▶ _Study text_
34. The resident made a stage 1 complaint on 27 February 2024 and the landlord acknowledged the complaint on 22 March 2024, which was 18 working days later. The time taken by the landlord to acknowledge the complaint was inappropriate as it was not in line with its policy.
35. The landlord sent its stage 1 response on 3 April 2024, which was 7 working days after it had acknowledged the complaint. The response was therefore sent within an appropriate timescale in line with its policy.
36. The resident made a stage 2 complaint on 8 May 2024 and the landlord acknowledged the complaint on 3 June 2024, which was 17 working days after she made the complaint. The landlord therefore did not acknowledge the complaint within an appropriate timescale. The landlord sent its stage 2 response on 1 July 2024, which was 20 working days after acknowledging the complaint. The landlord therefore sent its response within an appropriate timescale in line with its policy.
37. The landlord accepted in its stage 2 response that there had been complaint handling failures, for which it apologised and offered compensation of £200. The landlord’s Compensation and Remedies Policy says it will offer up to £200 for a “moderate” complaint handling failure where it had failed to follow its Complaints Policy resulting in inconvenience and effort to progress. In this case, the landlord had failed to acknowledge the complaints within appropriate timescales but had sent the actual complaint responses within the appropriate timescales.
38. The delays in acknowledging the complaints at both stages resulted in additional inconvenience, time and trouble. However, the evidence does not show there was a significant impact on the resident. Therefore, it was reasonable for the landlord to categorise the failure as “moderate” and we consider it made a fair and proportionate offer of compensation to put things right. We have therefore made a finding of reasonable redress in relation to the landlord’s complaint handling.
Learning
Communication
39. We have found there were issues with the landlord’s communication. It did not answer the resident’s questions raised in January and February 2024 about why it had not offered an additional bedroom at the time of her nomination. Also, it did not use its complaints process to answer her query about the information she said she had been given at the viewing. This was a missed opportunity for the landlord to show it had fully investigated her complaint and to communicate its findings.
Knowledge information management (record keeping)
40. The landlord stated in its stage 1 reply that it could not find any record of contact made by the resident on 24 January and 5 February 2024. The evidence seen shows that the resident emailed the landlord on these dates and therefore, the landlord’s statement shows a weakness in its record keeping.

▶ _Extracted records_
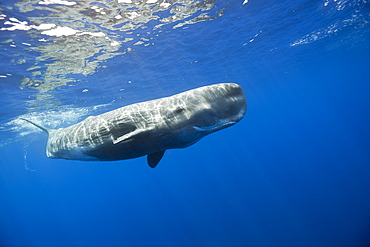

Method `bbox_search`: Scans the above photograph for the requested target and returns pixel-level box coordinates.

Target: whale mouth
[193,121,236,132]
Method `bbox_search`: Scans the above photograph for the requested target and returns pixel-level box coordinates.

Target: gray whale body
[23,83,247,168]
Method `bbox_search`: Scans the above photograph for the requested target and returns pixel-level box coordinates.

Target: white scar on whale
[23,83,247,168]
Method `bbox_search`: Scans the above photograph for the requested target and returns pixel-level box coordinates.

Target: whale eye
[175,107,185,114]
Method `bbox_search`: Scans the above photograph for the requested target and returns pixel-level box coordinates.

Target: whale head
[159,83,247,148]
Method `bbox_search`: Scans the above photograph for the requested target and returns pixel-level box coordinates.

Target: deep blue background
[0,0,370,247]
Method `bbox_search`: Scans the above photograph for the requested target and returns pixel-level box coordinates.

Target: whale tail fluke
[20,118,51,134]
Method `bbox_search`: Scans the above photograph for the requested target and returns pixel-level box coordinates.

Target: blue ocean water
[0,0,370,247]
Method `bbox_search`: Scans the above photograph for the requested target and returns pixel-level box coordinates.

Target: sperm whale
[23,83,247,168]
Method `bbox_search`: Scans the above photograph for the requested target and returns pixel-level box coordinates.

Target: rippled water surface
[0,0,370,247]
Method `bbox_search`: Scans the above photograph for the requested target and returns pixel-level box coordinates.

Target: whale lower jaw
[193,121,236,132]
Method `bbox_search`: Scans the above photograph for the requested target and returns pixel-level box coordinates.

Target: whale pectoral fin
[147,151,165,168]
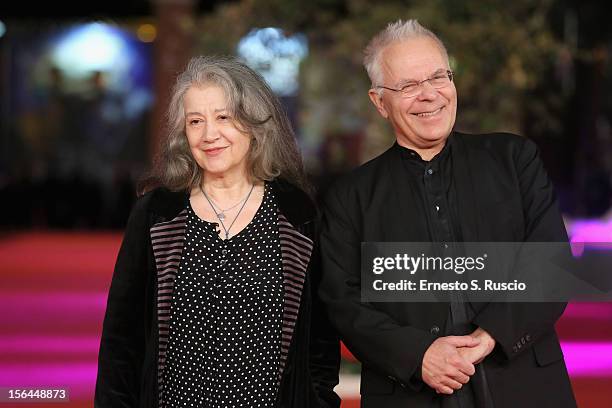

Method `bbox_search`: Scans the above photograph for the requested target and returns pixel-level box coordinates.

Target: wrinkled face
[369,37,457,149]
[183,84,251,176]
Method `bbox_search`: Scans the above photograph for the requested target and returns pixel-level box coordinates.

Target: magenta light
[568,218,612,244]
[0,335,100,356]
[561,342,612,377]
[0,362,98,400]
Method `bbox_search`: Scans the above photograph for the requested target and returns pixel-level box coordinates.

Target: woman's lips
[204,147,226,157]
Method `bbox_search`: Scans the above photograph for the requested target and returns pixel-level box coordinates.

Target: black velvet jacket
[320,132,576,408]
[94,181,340,408]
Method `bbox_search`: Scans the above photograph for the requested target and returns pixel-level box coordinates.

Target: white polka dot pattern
[162,186,284,408]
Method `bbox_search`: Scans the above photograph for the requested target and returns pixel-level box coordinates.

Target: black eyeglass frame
[375,69,455,98]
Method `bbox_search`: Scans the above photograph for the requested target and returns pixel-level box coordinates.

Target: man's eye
[400,82,418,92]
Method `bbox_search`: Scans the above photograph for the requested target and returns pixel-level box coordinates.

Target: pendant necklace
[200,184,255,239]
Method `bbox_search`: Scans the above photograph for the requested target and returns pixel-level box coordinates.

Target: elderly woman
[95,57,339,408]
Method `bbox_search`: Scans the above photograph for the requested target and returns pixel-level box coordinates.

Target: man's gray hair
[154,56,309,191]
[363,20,448,88]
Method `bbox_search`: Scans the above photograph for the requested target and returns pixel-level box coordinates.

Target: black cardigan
[94,181,340,408]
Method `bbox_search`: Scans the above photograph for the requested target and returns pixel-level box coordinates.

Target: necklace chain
[200,184,255,239]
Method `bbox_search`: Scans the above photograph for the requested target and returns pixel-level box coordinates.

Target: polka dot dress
[162,185,283,408]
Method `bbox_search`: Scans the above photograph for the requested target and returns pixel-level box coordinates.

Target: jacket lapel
[450,133,482,242]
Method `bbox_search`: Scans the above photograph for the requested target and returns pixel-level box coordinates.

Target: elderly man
[320,20,576,408]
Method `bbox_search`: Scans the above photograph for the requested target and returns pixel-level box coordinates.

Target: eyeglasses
[376,70,455,98]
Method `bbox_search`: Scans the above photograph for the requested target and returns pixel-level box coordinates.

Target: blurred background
[0,0,612,408]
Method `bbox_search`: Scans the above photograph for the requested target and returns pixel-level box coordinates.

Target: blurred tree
[189,0,612,213]
[196,0,563,157]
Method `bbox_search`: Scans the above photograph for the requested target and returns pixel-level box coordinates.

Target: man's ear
[368,89,389,119]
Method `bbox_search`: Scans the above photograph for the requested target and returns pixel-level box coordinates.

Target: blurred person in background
[95,57,340,408]
[321,20,576,408]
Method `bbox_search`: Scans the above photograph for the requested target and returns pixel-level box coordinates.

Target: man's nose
[417,81,438,100]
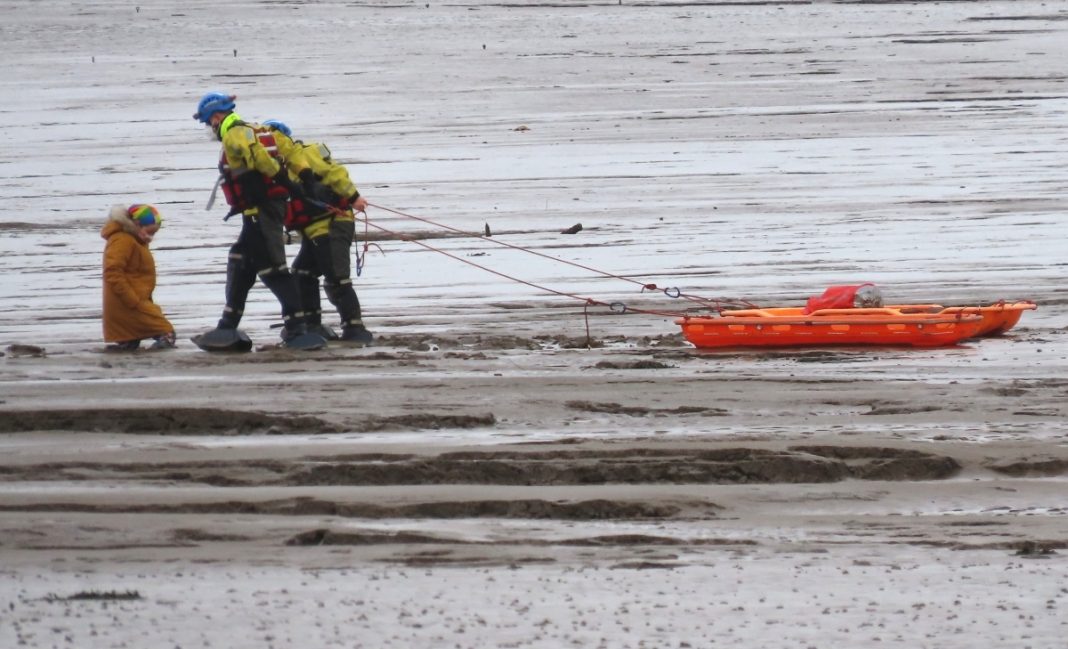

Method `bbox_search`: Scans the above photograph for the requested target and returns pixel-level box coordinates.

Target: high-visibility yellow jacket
[273,130,360,239]
[219,113,288,215]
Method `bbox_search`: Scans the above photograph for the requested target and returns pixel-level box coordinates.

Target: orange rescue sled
[875,300,1038,336]
[675,304,982,348]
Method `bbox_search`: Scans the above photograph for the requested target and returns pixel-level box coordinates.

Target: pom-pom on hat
[126,204,163,227]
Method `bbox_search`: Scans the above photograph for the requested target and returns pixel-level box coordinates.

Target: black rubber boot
[192,327,252,351]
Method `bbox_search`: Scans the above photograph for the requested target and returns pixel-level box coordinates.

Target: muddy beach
[0,1,1068,649]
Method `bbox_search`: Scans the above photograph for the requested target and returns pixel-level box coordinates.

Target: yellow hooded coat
[100,205,174,343]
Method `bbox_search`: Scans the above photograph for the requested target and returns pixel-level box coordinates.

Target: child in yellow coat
[100,205,175,351]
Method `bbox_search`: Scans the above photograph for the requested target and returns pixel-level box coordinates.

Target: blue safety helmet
[264,120,293,138]
[193,93,237,124]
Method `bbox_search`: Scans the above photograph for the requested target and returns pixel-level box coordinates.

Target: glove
[345,192,367,211]
[271,167,304,201]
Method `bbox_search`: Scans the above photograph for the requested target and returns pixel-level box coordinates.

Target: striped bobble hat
[126,204,163,227]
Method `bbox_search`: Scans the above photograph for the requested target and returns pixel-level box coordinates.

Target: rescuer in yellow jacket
[193,93,325,351]
[264,120,374,345]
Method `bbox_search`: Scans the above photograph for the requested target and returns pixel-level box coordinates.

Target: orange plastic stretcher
[675,302,1036,348]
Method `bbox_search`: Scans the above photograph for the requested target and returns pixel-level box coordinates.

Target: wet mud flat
[0,1,1068,649]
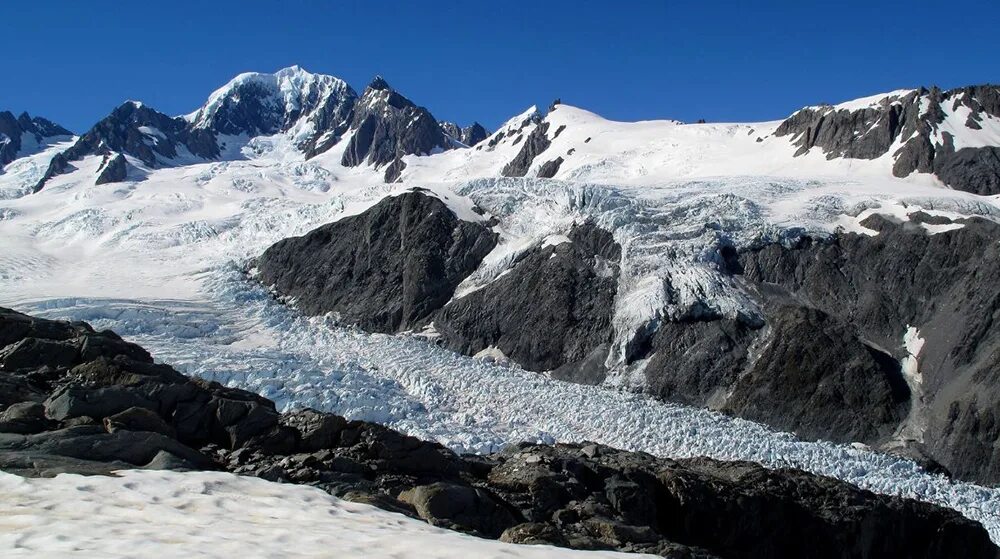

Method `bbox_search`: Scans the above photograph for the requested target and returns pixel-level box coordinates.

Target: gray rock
[94,153,129,184]
[740,219,1000,484]
[429,222,621,383]
[0,402,56,435]
[538,157,563,179]
[104,407,177,438]
[724,307,910,443]
[0,111,73,168]
[775,85,1000,195]
[0,310,998,559]
[0,338,80,371]
[341,77,452,182]
[399,482,516,538]
[257,192,496,332]
[500,121,552,177]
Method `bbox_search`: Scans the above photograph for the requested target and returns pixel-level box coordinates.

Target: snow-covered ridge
[183,66,357,140]
[0,470,643,559]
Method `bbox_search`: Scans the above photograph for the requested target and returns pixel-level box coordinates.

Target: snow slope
[0,470,643,559]
[403,105,944,186]
[0,89,1000,541]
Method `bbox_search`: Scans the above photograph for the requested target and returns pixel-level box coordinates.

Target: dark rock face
[775,85,1000,195]
[257,192,496,332]
[341,77,452,182]
[638,319,757,408]
[724,307,910,442]
[476,111,542,150]
[741,219,1000,484]
[30,67,464,191]
[538,156,563,179]
[934,147,1000,196]
[0,309,1000,559]
[95,153,128,184]
[500,122,552,177]
[35,101,219,192]
[430,222,621,384]
[0,111,73,167]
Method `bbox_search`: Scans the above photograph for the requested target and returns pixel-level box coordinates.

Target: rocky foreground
[256,189,1000,485]
[0,309,1000,558]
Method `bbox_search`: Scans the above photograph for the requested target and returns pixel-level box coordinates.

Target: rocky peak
[341,77,453,182]
[440,121,490,147]
[366,76,392,91]
[185,66,357,156]
[775,85,1000,194]
[0,111,73,166]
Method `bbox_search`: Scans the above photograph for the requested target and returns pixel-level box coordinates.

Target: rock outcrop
[0,309,1000,559]
[0,111,73,170]
[35,101,220,192]
[430,222,621,384]
[341,77,452,182]
[774,85,1000,195]
[740,218,1000,484]
[440,122,490,147]
[500,121,552,177]
[29,66,488,191]
[256,191,496,332]
[94,153,128,184]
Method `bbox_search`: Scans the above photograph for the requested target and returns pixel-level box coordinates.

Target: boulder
[399,483,516,538]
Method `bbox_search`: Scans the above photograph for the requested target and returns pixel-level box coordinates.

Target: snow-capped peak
[184,65,357,135]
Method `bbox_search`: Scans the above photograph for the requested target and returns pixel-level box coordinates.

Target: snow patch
[0,470,649,559]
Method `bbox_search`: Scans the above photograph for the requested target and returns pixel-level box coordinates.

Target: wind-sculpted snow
[0,137,1000,541]
[18,266,1000,541]
[0,470,649,559]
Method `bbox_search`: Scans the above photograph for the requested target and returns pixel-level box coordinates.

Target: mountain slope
[29,66,462,191]
[0,111,73,166]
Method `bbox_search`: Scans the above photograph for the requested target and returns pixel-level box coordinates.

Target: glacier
[0,97,1000,542]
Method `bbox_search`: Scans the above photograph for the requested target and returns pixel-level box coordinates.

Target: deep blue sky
[0,0,1000,131]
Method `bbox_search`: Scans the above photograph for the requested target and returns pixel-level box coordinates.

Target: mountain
[774,85,1000,195]
[0,111,73,169]
[184,66,358,157]
[441,122,490,147]
[34,66,464,191]
[0,69,1000,541]
[0,308,998,559]
[341,77,452,182]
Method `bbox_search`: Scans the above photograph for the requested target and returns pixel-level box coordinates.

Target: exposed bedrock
[775,85,1000,195]
[431,222,621,384]
[0,309,1000,559]
[741,217,1000,484]
[257,192,496,332]
[258,192,1000,484]
[94,153,128,184]
[341,77,452,182]
[500,122,555,177]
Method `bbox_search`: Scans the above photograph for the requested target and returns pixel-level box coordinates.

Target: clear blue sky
[0,0,1000,131]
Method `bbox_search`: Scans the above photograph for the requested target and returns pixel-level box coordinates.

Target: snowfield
[0,471,648,559]
[0,97,1000,556]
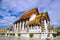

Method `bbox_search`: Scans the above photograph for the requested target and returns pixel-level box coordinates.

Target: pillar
[14,23,16,32]
[17,22,18,33]
[44,20,48,32]
[20,22,21,31]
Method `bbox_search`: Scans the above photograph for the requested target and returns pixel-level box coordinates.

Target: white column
[44,20,48,32]
[31,25,32,29]
[14,23,16,32]
[17,23,18,33]
[22,21,24,30]
[40,26,42,32]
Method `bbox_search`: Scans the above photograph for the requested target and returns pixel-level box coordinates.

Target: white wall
[29,14,36,21]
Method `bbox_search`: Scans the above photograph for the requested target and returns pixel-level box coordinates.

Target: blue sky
[0,0,60,29]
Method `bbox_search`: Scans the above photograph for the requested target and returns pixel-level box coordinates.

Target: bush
[13,33,15,36]
[18,33,21,36]
[29,33,33,38]
[52,32,60,37]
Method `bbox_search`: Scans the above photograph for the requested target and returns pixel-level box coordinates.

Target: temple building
[14,8,53,37]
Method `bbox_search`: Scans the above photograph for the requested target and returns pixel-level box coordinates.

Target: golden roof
[7,26,14,30]
[0,30,7,33]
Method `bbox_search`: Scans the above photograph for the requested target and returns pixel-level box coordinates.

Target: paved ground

▶ _Your instructions_
Repeat the part of the complaint-handling text above word for word, beginning at the words "34. The resident" and stopping after "sent within an appropriate timescale in line with its policy.".

▶ _Answer space_
34. The resident made a stage 1 complaint on 27 February 2024 and the landlord acknowledged the complaint on 22 March 2024, which was 18 working days later. The time taken by the landlord to acknowledge the complaint was inappropriate as it was not in line with its policy.
35. The landlord sent its stage 1 response on 3 April 2024, which was 7 working days after it had acknowledged the complaint. The response was therefore sent within an appropriate timescale in line with its policy.